## START EXERCISE MATERIAL

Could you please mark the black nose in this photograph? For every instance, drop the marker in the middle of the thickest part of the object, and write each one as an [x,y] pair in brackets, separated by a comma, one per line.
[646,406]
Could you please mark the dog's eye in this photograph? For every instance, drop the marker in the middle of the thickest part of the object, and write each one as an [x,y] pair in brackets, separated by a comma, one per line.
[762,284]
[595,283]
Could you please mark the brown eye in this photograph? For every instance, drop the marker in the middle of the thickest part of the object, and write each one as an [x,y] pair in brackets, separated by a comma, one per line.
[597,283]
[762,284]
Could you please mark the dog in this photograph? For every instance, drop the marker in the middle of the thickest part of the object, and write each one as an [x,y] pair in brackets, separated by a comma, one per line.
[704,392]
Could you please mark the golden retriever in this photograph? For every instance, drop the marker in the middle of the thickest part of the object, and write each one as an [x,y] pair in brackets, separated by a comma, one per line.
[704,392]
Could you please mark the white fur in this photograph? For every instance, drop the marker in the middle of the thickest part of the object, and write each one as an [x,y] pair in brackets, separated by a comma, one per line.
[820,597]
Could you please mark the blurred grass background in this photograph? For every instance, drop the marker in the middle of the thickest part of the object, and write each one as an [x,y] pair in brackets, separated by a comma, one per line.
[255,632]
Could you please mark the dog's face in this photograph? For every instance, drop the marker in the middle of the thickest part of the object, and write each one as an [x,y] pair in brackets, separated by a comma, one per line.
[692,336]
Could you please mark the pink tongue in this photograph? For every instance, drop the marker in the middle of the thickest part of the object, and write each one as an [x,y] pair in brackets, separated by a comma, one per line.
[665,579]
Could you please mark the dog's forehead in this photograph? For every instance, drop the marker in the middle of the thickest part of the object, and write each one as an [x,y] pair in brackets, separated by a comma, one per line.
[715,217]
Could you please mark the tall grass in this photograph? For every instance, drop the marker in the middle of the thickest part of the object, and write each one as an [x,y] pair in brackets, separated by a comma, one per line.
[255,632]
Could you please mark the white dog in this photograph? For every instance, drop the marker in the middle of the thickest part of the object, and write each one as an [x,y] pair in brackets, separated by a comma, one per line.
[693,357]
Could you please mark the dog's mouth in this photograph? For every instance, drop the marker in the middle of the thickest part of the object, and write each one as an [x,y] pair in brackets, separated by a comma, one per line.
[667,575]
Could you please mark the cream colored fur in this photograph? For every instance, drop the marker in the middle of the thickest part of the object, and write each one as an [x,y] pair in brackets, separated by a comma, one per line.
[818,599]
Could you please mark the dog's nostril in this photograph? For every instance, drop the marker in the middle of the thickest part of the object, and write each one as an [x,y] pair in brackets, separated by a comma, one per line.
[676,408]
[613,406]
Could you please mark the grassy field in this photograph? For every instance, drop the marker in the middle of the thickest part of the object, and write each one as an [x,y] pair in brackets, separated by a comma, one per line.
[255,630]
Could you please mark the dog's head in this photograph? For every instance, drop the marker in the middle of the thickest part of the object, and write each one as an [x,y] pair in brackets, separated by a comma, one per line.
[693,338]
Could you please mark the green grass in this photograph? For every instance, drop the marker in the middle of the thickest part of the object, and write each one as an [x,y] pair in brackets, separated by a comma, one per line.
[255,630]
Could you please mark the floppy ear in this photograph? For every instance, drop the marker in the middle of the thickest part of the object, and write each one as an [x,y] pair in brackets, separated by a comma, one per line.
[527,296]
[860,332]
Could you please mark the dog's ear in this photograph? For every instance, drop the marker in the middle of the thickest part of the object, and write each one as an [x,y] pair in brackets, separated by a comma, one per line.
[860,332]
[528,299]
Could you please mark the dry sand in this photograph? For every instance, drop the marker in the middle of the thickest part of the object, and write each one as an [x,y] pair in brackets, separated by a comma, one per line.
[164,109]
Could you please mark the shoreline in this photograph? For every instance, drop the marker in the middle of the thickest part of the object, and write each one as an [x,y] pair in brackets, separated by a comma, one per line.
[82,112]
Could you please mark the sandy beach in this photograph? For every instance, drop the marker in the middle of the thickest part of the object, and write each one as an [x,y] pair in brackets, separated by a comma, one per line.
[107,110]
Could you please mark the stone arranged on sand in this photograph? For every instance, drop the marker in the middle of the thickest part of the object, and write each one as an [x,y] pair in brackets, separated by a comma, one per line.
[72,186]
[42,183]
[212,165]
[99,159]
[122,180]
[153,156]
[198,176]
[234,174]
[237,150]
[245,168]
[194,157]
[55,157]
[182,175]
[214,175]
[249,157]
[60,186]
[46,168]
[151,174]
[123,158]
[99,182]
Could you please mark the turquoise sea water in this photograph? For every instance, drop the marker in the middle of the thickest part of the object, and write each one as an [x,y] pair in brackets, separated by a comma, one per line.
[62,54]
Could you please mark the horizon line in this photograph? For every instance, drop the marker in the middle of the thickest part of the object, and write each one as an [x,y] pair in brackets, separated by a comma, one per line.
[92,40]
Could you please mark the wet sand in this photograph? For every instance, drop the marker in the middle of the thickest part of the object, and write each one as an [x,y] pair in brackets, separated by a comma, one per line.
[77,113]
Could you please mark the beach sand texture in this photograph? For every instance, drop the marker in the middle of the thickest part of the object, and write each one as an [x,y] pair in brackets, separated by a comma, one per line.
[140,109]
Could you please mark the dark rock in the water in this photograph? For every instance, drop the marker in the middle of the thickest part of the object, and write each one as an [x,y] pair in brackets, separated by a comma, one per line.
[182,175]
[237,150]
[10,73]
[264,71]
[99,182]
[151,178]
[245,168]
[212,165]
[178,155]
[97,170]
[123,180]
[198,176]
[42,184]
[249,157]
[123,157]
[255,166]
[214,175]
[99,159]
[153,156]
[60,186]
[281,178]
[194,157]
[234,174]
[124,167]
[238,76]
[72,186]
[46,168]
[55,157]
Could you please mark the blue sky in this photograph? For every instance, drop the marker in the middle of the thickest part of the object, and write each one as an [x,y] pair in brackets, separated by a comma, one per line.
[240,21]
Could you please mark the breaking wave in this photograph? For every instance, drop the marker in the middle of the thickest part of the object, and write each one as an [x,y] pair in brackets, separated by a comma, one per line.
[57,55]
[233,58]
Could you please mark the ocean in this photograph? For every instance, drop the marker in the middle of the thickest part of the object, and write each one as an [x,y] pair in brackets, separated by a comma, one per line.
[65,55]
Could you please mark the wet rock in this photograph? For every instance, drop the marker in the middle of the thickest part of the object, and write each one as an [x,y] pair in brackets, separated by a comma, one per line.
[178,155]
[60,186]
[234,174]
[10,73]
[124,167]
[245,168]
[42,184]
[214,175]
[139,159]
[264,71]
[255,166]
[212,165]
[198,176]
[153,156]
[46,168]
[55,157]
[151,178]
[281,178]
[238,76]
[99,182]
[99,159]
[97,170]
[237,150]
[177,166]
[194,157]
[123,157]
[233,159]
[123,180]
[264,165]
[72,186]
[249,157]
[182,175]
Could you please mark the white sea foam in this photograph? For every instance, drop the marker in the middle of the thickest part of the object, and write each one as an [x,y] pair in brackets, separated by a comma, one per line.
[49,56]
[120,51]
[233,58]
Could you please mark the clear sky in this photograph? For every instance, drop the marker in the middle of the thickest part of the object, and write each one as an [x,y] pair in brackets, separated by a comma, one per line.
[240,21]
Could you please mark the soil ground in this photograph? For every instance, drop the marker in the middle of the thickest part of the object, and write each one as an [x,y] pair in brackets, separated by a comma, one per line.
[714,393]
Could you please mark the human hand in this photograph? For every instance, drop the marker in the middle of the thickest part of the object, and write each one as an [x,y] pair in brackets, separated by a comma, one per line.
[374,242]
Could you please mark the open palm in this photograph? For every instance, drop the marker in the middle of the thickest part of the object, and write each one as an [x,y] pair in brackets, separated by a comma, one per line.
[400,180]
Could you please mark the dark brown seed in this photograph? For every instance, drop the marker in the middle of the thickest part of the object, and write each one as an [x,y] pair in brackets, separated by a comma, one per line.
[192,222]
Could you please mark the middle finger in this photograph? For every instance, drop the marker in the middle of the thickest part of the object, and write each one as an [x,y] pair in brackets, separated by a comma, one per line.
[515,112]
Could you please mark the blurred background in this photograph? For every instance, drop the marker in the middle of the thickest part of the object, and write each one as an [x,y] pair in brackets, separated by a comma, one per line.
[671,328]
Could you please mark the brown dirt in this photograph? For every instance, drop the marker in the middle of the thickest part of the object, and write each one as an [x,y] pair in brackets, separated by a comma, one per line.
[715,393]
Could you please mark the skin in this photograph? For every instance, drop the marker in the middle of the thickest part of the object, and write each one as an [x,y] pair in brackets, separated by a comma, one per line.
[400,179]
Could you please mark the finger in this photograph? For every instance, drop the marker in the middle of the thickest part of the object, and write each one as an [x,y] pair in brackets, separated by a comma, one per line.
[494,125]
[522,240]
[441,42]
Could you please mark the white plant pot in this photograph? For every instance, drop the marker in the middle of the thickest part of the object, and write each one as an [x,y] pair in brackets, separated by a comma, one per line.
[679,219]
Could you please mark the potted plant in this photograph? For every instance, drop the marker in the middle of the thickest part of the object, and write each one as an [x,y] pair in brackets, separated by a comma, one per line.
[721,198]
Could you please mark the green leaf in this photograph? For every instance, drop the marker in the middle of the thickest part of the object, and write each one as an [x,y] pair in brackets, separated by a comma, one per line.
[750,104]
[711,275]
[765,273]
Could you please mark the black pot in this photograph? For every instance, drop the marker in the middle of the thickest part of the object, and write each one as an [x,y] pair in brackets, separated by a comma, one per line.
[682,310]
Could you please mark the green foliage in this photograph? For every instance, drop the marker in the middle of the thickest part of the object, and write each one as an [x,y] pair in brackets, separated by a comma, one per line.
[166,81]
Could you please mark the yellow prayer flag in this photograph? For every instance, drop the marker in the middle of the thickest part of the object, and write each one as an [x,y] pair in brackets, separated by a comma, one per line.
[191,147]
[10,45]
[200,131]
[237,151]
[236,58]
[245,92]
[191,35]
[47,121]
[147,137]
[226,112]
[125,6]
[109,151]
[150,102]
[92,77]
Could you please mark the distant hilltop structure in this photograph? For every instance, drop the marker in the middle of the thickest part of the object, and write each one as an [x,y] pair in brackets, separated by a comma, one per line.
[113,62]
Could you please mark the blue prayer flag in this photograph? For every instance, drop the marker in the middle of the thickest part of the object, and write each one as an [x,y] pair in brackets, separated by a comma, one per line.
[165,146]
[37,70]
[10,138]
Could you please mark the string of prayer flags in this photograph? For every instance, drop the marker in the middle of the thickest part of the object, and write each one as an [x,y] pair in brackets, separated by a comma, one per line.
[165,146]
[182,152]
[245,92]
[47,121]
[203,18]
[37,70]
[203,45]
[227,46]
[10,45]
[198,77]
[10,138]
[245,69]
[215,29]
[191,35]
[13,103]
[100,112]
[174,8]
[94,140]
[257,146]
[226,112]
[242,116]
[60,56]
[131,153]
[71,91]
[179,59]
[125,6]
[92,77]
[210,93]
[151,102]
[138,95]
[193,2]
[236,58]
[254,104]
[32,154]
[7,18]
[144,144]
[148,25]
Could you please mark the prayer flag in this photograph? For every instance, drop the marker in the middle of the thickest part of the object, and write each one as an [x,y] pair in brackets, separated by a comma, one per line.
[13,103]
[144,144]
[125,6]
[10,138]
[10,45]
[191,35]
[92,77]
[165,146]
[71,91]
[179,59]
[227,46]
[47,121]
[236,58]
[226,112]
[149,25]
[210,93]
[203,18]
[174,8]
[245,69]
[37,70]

## END EXERCISE MATERIAL

__WHAT IS BEING ASKED__: Output as a JSON list of strings the lines of the entries starting with the line containing "Could you please mark the prayer" and going on through the end of the entries, with one string per line and blank lines omitted.

__TASK OUTPUT__:
[
  "Could you please mark the prayer flag in this photograph? For every instance, drop the marker in the middle of the thickest part of the object, and write each one as an [x,y] pair in brackets, separated by a comma, one per line.",
  "[13,103]",
  "[144,144]",
  "[125,6]",
  "[10,138]",
  "[10,45]",
  "[191,35]",
  "[92,77]",
  "[165,146]",
  "[71,91]",
  "[179,59]",
  "[227,46]",
  "[47,121]",
  "[236,58]",
  "[226,112]",
  "[149,25]",
  "[210,93]",
  "[203,18]",
  "[174,8]",
  "[245,69]",
  "[37,70]"
]